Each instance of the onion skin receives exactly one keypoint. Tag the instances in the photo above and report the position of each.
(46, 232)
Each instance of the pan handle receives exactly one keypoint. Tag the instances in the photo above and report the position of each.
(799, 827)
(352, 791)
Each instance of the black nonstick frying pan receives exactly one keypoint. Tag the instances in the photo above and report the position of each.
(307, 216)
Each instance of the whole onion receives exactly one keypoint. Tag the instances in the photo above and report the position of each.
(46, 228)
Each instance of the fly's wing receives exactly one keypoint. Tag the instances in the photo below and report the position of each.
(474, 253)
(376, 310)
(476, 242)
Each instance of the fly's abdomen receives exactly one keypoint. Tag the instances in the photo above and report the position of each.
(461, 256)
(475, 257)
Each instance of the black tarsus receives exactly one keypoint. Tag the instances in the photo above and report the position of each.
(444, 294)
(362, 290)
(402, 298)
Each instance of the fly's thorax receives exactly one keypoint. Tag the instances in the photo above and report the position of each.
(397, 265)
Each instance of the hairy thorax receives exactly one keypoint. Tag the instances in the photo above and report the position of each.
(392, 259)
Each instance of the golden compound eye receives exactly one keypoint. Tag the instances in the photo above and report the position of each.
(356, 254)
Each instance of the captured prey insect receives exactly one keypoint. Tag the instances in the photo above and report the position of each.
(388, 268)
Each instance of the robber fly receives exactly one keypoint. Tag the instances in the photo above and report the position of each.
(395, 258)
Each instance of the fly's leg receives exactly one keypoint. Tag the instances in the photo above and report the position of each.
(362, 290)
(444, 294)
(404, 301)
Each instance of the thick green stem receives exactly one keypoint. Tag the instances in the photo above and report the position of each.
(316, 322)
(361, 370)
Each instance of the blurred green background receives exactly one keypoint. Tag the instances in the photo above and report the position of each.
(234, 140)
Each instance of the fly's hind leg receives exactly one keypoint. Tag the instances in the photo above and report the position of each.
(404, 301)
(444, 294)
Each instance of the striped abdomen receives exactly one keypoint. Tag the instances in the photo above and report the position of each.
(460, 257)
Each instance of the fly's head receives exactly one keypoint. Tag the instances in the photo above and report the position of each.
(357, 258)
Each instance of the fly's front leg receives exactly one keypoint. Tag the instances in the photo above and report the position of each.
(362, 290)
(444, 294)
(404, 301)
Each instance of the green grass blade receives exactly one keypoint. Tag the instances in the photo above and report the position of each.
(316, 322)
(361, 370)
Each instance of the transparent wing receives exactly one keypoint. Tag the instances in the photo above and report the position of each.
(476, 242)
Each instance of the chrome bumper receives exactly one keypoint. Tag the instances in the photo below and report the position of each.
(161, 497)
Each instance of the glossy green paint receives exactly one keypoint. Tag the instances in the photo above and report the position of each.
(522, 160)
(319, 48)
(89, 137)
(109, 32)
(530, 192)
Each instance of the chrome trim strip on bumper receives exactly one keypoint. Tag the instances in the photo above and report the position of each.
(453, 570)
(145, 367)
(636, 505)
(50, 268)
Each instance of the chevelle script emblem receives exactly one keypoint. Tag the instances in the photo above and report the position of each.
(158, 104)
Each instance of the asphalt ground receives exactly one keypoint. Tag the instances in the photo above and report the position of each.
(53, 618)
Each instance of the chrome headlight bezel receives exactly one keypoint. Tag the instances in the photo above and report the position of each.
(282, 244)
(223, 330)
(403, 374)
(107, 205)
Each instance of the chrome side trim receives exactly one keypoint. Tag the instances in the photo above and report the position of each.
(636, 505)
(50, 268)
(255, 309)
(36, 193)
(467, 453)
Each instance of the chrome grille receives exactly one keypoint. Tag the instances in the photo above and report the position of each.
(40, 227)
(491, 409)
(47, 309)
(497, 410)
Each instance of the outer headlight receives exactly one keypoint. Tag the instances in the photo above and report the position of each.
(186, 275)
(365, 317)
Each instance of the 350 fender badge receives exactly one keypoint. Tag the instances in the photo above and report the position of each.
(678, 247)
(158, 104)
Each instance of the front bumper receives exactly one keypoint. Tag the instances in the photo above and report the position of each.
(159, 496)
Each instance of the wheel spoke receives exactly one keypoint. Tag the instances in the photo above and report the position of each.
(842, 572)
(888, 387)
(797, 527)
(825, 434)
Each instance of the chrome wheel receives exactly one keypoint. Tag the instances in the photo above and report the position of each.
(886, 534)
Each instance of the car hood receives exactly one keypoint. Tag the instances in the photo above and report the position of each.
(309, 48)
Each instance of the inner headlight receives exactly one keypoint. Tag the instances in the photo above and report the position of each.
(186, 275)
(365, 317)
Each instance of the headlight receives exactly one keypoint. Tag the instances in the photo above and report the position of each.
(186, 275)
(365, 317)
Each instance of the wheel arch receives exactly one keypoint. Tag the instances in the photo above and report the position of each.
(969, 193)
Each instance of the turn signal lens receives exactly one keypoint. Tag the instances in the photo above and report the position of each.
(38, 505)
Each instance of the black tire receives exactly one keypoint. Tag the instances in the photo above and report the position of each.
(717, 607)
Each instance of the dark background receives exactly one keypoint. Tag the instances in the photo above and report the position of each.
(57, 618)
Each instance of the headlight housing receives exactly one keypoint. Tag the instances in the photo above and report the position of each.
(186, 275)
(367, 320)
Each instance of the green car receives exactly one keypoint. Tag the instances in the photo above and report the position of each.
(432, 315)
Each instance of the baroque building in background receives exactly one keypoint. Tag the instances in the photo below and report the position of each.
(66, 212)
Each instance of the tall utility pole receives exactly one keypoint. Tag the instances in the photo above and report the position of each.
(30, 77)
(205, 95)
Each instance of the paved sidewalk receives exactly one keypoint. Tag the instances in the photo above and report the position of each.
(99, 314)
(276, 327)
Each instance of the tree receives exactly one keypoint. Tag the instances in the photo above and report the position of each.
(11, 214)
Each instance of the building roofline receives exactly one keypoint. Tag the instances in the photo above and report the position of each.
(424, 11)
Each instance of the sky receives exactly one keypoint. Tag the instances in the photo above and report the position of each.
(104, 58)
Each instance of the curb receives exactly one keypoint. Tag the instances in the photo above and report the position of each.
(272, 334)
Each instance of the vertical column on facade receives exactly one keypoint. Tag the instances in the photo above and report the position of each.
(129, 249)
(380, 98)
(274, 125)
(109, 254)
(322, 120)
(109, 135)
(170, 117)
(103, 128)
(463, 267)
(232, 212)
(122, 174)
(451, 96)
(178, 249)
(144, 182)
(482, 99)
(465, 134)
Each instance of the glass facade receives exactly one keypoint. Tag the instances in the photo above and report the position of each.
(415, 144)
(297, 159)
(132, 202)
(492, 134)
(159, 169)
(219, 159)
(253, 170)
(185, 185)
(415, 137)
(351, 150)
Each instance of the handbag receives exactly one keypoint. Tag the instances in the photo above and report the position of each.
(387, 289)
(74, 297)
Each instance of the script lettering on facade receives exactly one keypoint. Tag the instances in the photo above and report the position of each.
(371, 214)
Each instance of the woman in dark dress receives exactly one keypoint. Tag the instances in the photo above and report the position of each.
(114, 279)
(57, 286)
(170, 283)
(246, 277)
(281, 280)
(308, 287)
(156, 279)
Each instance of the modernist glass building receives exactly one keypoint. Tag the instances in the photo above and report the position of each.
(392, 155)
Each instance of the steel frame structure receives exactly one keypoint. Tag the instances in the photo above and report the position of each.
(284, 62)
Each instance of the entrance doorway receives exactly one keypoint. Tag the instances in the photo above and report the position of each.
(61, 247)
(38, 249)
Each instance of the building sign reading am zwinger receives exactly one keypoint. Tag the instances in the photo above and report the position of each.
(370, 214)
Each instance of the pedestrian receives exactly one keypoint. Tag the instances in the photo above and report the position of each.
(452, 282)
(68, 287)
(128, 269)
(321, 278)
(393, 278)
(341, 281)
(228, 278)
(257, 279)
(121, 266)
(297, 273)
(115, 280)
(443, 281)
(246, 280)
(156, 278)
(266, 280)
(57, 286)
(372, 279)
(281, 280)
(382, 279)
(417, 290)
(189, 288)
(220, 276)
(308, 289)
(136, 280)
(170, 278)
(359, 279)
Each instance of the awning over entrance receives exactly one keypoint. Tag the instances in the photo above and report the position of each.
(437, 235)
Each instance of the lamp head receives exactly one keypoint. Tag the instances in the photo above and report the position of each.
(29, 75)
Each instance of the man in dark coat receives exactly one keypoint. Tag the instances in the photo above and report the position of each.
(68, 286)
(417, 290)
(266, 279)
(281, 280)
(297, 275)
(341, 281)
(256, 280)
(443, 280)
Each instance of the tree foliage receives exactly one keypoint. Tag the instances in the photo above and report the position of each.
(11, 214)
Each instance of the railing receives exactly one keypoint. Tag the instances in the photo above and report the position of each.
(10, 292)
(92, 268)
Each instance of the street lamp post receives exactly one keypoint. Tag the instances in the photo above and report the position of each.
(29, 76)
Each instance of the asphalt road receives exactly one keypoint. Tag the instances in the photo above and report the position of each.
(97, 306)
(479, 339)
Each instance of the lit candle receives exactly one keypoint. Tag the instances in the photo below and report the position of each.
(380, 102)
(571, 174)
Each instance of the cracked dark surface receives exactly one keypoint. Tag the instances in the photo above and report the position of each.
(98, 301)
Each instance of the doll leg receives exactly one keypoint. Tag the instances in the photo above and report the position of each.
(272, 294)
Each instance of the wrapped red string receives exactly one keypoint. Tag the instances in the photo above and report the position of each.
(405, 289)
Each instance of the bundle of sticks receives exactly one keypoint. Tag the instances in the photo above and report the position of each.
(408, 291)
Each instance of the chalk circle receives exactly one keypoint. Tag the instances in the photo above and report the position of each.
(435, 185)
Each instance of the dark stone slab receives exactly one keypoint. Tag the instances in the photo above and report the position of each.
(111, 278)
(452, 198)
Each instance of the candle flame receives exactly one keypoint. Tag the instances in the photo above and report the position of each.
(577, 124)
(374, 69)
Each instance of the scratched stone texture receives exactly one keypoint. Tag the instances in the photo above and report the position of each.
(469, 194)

..............................

EXERCISE DETAILS: Express the records from the line with "Each instance of the candle" through the end of the records as a two-column CSV with the columns text and answer. Use one row per record, put each field in quotation marks, and replace any line breaks with spaces.

EXERCISE RESPONSE:
text,answer
"Each instance of the candle flame receives exactly one keypoint. Tag the instances in the photo above and report the position of each.","(577, 124) (374, 69)"
"Each instance of the scratched stone texture receives exactly one keypoint. Tag the instances in the photo above and report the position of each.","(469, 194)"